== Material ==
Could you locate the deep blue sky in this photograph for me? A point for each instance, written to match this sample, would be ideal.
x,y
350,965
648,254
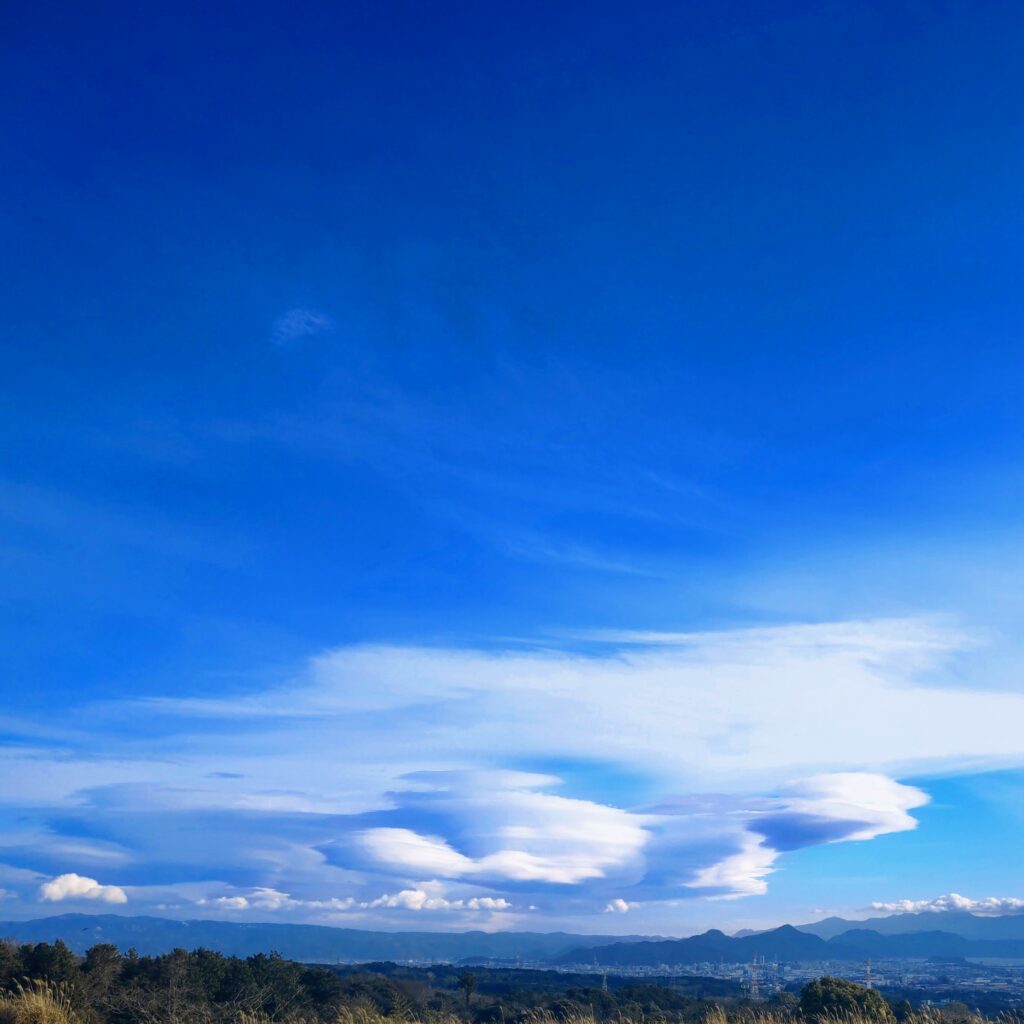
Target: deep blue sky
x,y
489,330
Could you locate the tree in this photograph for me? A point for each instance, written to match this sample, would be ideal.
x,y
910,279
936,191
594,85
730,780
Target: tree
x,y
838,997
467,982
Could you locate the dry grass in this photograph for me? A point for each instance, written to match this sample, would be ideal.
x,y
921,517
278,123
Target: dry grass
x,y
37,1003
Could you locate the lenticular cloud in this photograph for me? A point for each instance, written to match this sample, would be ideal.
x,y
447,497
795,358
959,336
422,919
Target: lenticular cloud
x,y
72,887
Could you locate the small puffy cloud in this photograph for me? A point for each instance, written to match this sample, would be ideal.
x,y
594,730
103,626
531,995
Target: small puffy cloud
x,y
429,897
73,886
740,873
990,906
225,902
298,324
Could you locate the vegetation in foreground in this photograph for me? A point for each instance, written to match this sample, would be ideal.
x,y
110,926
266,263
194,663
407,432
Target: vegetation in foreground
x,y
47,984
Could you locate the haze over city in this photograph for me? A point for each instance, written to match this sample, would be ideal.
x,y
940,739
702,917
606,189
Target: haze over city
x,y
543,467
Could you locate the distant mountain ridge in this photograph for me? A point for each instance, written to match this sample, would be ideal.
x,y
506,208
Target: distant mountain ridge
x,y
920,935
788,943
310,943
970,926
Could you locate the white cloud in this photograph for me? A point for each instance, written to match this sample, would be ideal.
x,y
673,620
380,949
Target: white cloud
x,y
527,836
740,714
298,324
427,897
989,906
741,873
872,804
73,886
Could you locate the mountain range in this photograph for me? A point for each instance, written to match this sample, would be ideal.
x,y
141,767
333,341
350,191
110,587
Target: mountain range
x,y
309,943
952,934
790,943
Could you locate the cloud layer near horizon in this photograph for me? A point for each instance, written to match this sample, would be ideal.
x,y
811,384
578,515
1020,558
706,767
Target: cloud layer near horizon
x,y
508,784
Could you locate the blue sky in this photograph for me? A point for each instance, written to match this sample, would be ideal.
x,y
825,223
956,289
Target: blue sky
x,y
552,467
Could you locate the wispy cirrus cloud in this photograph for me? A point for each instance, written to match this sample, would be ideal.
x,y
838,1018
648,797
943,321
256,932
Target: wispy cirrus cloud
x,y
986,906
298,324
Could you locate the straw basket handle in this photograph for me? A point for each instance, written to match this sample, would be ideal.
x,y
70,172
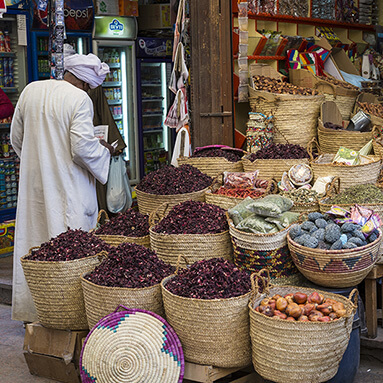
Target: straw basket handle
x,y
254,278
310,148
155,216
325,83
333,186
100,214
178,266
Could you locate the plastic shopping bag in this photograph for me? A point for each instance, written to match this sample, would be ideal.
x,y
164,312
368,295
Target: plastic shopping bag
x,y
118,192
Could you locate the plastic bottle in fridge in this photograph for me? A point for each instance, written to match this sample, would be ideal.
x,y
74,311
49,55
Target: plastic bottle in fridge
x,y
2,42
7,41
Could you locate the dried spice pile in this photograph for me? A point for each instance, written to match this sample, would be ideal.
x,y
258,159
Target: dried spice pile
x,y
129,224
279,151
334,81
359,194
214,278
193,217
375,109
274,85
69,245
170,180
232,155
132,266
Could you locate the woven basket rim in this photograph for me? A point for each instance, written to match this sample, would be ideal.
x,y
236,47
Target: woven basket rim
x,y
262,235
350,312
166,279
207,160
110,288
375,158
284,96
245,158
187,235
335,252
352,132
172,195
22,259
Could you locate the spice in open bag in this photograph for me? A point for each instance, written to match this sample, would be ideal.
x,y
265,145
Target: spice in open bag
x,y
118,192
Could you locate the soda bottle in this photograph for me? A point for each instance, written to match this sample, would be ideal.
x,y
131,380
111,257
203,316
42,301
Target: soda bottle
x,y
7,41
2,42
1,71
10,71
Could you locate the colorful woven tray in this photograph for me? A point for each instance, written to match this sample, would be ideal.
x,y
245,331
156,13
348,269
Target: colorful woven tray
x,y
132,345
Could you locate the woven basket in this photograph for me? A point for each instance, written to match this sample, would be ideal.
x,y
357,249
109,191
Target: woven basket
x,y
330,140
150,202
296,352
194,247
56,290
226,202
335,268
115,240
349,175
212,332
212,166
333,189
102,300
295,117
132,346
254,252
271,168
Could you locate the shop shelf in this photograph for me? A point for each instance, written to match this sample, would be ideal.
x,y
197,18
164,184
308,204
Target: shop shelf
x,y
114,102
114,65
108,84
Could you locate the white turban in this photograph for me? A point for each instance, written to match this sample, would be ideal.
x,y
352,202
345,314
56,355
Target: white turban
x,y
87,68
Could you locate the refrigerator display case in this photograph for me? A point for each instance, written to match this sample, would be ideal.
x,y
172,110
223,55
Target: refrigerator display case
x,y
154,67
114,43
81,42
14,74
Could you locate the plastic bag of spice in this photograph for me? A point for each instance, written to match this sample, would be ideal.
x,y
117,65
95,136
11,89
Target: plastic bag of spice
x,y
270,206
243,180
257,224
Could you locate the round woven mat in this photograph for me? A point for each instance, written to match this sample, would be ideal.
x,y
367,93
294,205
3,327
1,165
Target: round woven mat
x,y
132,346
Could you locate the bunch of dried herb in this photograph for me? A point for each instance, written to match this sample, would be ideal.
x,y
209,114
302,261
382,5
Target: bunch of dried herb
x,y
359,194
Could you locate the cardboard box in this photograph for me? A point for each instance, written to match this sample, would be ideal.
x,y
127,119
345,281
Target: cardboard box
x,y
154,16
53,354
7,233
128,7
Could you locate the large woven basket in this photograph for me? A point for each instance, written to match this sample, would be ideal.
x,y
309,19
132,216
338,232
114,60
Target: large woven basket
x,y
212,166
212,332
56,290
330,140
349,175
115,240
333,189
295,117
132,345
335,268
102,300
254,252
271,168
296,352
150,202
226,202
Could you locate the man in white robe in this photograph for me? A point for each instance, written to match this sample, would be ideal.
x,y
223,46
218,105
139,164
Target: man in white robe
x,y
60,158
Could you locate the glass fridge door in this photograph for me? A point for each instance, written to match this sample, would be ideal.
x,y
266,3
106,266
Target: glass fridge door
x,y
154,104
119,88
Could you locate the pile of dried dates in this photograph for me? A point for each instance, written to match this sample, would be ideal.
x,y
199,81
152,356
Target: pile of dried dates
x,y
302,308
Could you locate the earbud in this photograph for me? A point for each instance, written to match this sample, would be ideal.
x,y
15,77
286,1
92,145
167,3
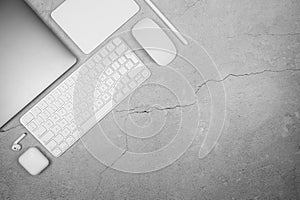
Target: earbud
x,y
16,146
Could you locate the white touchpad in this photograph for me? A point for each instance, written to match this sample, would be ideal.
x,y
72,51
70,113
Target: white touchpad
x,y
89,22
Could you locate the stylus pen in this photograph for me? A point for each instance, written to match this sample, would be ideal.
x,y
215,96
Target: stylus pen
x,y
167,22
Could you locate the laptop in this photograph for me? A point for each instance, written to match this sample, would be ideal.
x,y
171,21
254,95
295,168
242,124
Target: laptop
x,y
31,57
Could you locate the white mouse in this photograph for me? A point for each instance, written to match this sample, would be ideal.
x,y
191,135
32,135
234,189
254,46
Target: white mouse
x,y
155,41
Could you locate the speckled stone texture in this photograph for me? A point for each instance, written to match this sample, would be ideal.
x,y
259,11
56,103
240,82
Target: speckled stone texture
x,y
256,46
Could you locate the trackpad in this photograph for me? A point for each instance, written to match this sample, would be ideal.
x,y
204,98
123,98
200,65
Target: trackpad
x,y
89,22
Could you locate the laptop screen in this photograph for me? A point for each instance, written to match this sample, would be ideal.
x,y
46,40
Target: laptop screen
x,y
31,57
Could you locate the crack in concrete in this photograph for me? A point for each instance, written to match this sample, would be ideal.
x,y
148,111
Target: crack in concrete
x,y
101,173
244,75
188,8
153,108
264,34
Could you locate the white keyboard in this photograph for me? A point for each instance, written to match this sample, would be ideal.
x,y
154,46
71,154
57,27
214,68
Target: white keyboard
x,y
85,97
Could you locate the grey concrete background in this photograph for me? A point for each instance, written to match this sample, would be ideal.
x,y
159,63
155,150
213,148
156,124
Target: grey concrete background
x,y
256,46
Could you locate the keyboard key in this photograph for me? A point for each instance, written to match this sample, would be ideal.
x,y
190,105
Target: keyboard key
x,y
122,70
119,86
51,145
117,41
106,97
125,79
47,136
126,90
103,52
112,91
116,76
63,87
64,146
106,62
97,58
62,123
58,103
116,65
40,131
27,118
56,152
132,57
110,46
70,140
56,93
109,71
62,112
109,82
98,103
100,68
146,73
49,99
132,84
69,117
55,129
103,88
122,60
59,138
48,124
31,126
72,127
54,118
129,65
43,105
66,132
35,111
121,49
134,72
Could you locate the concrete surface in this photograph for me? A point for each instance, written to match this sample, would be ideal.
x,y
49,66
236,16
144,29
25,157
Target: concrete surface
x,y
256,46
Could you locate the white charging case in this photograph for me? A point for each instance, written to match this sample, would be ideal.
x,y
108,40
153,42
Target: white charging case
x,y
33,161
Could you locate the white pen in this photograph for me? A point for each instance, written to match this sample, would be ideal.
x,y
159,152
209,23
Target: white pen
x,y
167,22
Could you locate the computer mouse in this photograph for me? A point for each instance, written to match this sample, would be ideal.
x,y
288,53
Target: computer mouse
x,y
154,41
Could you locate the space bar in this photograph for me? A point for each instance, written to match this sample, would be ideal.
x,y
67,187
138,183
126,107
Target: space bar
x,y
97,117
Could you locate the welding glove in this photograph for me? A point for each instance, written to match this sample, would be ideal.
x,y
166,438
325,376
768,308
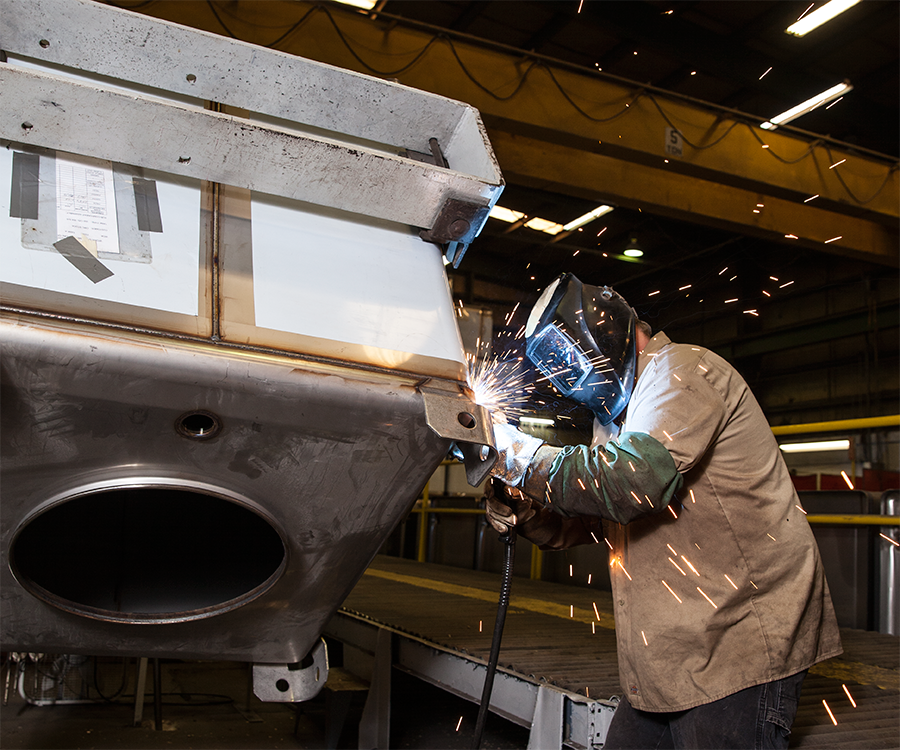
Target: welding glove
x,y
516,450
505,507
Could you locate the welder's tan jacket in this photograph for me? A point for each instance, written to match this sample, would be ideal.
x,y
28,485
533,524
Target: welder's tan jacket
x,y
729,594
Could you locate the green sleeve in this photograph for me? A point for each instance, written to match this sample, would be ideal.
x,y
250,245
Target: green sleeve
x,y
630,477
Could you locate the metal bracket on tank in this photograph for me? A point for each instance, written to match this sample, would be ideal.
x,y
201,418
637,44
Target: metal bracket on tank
x,y
453,416
292,683
457,224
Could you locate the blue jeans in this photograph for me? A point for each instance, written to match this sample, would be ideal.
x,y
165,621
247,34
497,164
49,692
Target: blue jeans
x,y
757,718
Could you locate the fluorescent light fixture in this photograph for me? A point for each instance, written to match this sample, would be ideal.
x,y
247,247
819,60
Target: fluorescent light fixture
x,y
506,214
810,104
542,225
587,218
537,421
822,445
819,16
633,249
364,4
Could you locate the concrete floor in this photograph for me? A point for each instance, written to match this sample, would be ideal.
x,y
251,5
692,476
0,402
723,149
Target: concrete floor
x,y
205,708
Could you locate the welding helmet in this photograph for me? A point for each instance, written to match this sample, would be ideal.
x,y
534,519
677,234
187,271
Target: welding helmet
x,y
582,338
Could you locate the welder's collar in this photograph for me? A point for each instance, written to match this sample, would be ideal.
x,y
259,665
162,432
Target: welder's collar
x,y
653,346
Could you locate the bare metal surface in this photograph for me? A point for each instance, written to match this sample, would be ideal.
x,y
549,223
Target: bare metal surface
x,y
334,458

== Exercise details ==
Copy out exactly the lines from the line with "Could you locate the green" to the end of the listing, including both of those lines, and give nothing else.

== Answer for this exercise ==
Could you locate the green sleeve in this photograph for me? A point for each instance, written to match this sample, would be ideal.
x,y
250,245
Target: green sleeve
x,y
630,477
Could you locate the metal bracket on tank in this photograph for me? A point for each instance, written to match this sample, would be ideal.
x,y
201,418
637,44
Target: metal bracket on tank
x,y
453,416
292,683
457,224
Could you locate the blue jeans in this photograph for me? A point for each instance, written to match this sample, would be ideal.
x,y
165,621
247,34
497,164
49,692
Target: blue jeans
x,y
757,718
Could you locate the fluorescent light fixture in this photograph for me? A point for each instance, written to match this sample, would be ideal.
x,y
247,247
819,60
Target: fluorescent light fixture
x,y
506,214
810,104
542,225
587,218
537,421
822,445
819,16
633,249
364,4
Could you locate the concrete floor in this photograph for me? A point for each instance, written to match this sample, would be ideal.
x,y
251,5
692,476
0,402
723,149
Target: concrete floor
x,y
205,708
Could you locate the welding helmet in this photograph for me? A point for each instance, written to match this sample, would be ideal.
x,y
534,519
677,234
187,271
Target: welding helmet
x,y
582,338
Could you locate the welder's collar in this photograph for me? A point for each instance, written to match this sample, would be ideal.
x,y
259,665
162,432
Target: welder's collar
x,y
653,346
Could you locate the bare metal surface in this photograph for me? A point for each instance, written to match this sample, would be ideal.
x,y
549,223
Target: bare metal surface
x,y
334,458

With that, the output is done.